Aber von vorn. An Heiligabend ging ich nach mehreren Jahren mal wieder in die Kirche. Die evangelische Gemeinde wirkte auf der Konfirmation von KindEins ganz sympathisch und hatte zum Fest ein Weihnachtsmusical im Programm: Kinder spielten und sangen die Weihnachtsgeschichte. „Das kann man sich mal ansehen“, waren wir uns einig, und so war es dann auch: kurzweilig, festlich und angemessen aufgewühlt, so wie das sein muss bei einem Krippenspiel und einer Kirche voller Kinder. Außerdem war es angenehm bodenständig: Als Joseph, nachdem er ein paar Tage auf Montage war, erfuhr, dass Maria schwanger ist, reagierte er, wie wir es alle tun würden: Der Heilige Geist, jaja, schon klar, das glaubt nicht mal deine Mudda!
Am ersten Weihnachtstag dann Open House, ich berichtete von den Plänen. Es kamen Alte und Mittelalte, Verwandte, weniger Verwandte und gar nicht Verwandte, wir saßen alle in der großen Wohnküche, aßen Kuchen und Suppe und erzählten uns Schwänke aus unseren Leben. Der Reiseleiter hatte ein Fotobuch von der Dänemark-Fahrradtour erstellt. Die Bilder der Regentage sorgten für große Gefühle; die Fotos, auf denen wir durchnässt, in kükengelben Regenponchos, mit Mülltüten um den Füßen und mit sauertöpfischen Gesichtern in Unterständen saßen, sorgten für große Erheiterung. Humor, sagte einst Woody Allen, sei nichts anderes als Tragik plus Zeit. Ich mag ihm nicht widersprechen.
Wir aßen, tranken und sangen, aßen wieder, und als es an der Zeit war, dass die Gäste aufbrachen, fragten sie nach den Trockentüchern und spülten noch ab. Ich werde sie wieder einladen.
==================================================
● SCHRIFTLICHE AUFGABE A
Ordne bitte die Zeilen der Einträge ab der Zeile mit „Batch job #4201 — class label: sky.“ bis einschließlich der Zeile mit „[0, 221, 400, 266]“ als nummerierte Liste an und lass dabei Leerzeilen weg. Nur diese Zeilen gehören in die Liste.
==================================================
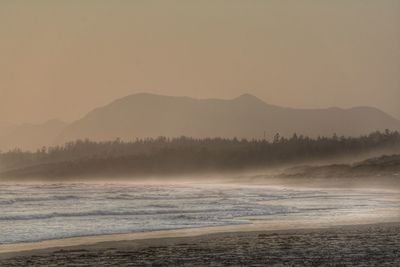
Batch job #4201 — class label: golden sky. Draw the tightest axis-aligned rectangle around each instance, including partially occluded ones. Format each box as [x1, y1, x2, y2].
[0, 0, 400, 123]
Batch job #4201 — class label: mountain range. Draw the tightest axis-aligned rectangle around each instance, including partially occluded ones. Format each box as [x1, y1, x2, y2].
[0, 93, 400, 149]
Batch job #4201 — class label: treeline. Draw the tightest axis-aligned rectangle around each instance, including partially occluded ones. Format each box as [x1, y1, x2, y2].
[0, 130, 400, 176]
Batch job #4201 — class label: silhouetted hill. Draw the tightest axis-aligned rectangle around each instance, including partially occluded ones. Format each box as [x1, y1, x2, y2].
[282, 154, 400, 179]
[0, 131, 400, 179]
[0, 120, 67, 150]
[57, 93, 400, 143]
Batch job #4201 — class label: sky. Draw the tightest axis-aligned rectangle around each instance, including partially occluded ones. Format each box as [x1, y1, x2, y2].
[0, 0, 400, 124]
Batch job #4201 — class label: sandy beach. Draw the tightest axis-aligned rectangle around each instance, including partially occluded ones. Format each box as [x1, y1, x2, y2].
[0, 223, 400, 266]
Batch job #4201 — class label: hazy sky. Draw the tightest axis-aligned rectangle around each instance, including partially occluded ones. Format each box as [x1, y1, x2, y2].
[0, 0, 400, 123]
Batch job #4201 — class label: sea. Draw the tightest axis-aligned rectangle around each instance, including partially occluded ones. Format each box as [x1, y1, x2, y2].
[0, 182, 400, 244]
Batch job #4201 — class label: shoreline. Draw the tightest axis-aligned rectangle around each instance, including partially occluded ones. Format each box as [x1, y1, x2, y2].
[0, 216, 400, 259]
[0, 221, 400, 266]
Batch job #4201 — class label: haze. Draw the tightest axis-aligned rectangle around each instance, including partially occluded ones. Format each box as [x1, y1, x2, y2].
[0, 0, 400, 124]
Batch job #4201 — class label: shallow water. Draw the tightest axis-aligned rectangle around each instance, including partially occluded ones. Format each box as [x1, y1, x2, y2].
[0, 184, 400, 244]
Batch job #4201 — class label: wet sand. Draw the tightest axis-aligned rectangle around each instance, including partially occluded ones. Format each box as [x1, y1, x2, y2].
[0, 223, 400, 266]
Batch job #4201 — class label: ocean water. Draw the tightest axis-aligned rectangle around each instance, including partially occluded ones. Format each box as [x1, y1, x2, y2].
[0, 183, 400, 244]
==================================================
● SCHRIFTLICHE AUFGABE B
Fasse den Absatz des Textauszugs, der mit „Am ersten Weihnachtstag dann Open House“ beginnt, als Stichpunktliste zusammen und behalte seine wesentlichen Fakten bei.

● FERTIGE ANTWORT A
1. Batch job #4201 — class label: sky. Draw the tightest axis-aligned rectangle around each instance, including partially occluded ones. Format each box as [x1, y1, x2, y2].
2. [0, 0, 400, 124]
3. Batch job #4201 — class label: sandy beach. Draw the tightest axis-aligned rectangle around each instance, including partially occluded ones. Format each box as [x1, y1, x2, y2].
4. [0, 223, 400, 266]
5. Batch job #4201 — class label: hazy sky. Draw the tightest axis-aligned rectangle around each instance, including partially occluded ones. Format each box as [x1, y1, x2, y2].
6. [0, 0, 400, 123]
7. Batch job #4201 — class label: sea. Draw the tightest axis-aligned rectangle around each instance, including partially occluded ones. Format each box as [x1, y1, x2, y2].
8. [0, 182, 400, 244]
9. Batch job #4201 — class label: shoreline. Draw the tightest axis-aligned rectangle around each instance, including partially occluded ones. Format each box as [x1, y1, x2, y2].
10. [0, 216, 400, 259]
11. [0, 221, 400, 266]

● FERTIGE ANTWORT B
- Am ersten Weihnachtstag gab es ein Open House, bei dem von den Plänen berichtet wurde.
- Es kamen Alte und Mittelalte, Verwandte, weniger Verwandte und gar nicht Verwandte.
- Alle saßen in der großen Wohnküche, aßen Kuchen und Suppe und erzählten Schwänke aus ihren Leben.
- Der Reiseleiter hatte ein Fotobuch von der Dänemark-Fahrradtour erstellt.
- Die Bilder der Regentage riefen große Gefühle hervor.
- Die Fotos, auf denen die Gruppe durchnässt, in kükengelben Regenponchos, mit Mülltüten um den Füßen und mit sauertöpfischen Gesichtern in Unterständen saß, sorgten für große Erheiterung.
- Woody Allen zufolge ist Humor nichts anderes als Tragik plus Zeit, und dem wird nicht widersprochen.